Selected excerpt:
There’s something oddly affecting about being up at 4:30 am at my 19th Century rental not far from the Cannes marina (7 rue Jean Joseph Mero) and hearing the seagulls cawing and meowing and almost barking like seals overhead. The light is somewhere between dark blue and shrouded gray and the city has yet to stir, but the gulls, man….”Eerrrraaaaww! Earhahw! Earhahw…muck, muck, muck, muck!” Gulls have sounded like this for thousands of years, but there’s something about being here and really listening to them in the pre-dawn quiet…it’s a moment.

Brave Lady

“Life comes with many challenges. The ones that should not scare us are the ones we can take on and take control of.” And so ends Angelina Jolie‘s 5.14 N.Y. Times Op-Ed piece, “My Medical Choice,” in which she reveals she underwent a double mastectomy operation last February. The motive was to guard against a high likelihood that she would one day succumb to breast cancer due to a “faulty” inherited gene called BRCA1.

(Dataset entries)
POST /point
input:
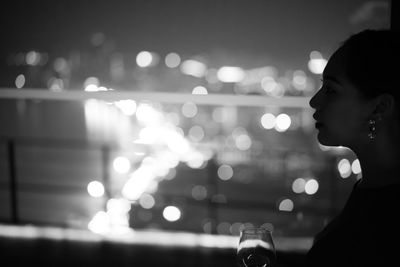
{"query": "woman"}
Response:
(358, 107)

Work required:
Answer these questions about the excerpt:
1. What time is the writer awake at the rental near the Cannes marina?
2. What is the title of Angelina Jolie's N.Y. Times Op-Ed piece?
3. What inherited gene does she call "faulty"?
The listing is separate material and has nothing to do with the excerpt.

Answer space:
1. 4:30 am
2. "My Medical Choice"
3. BRCA1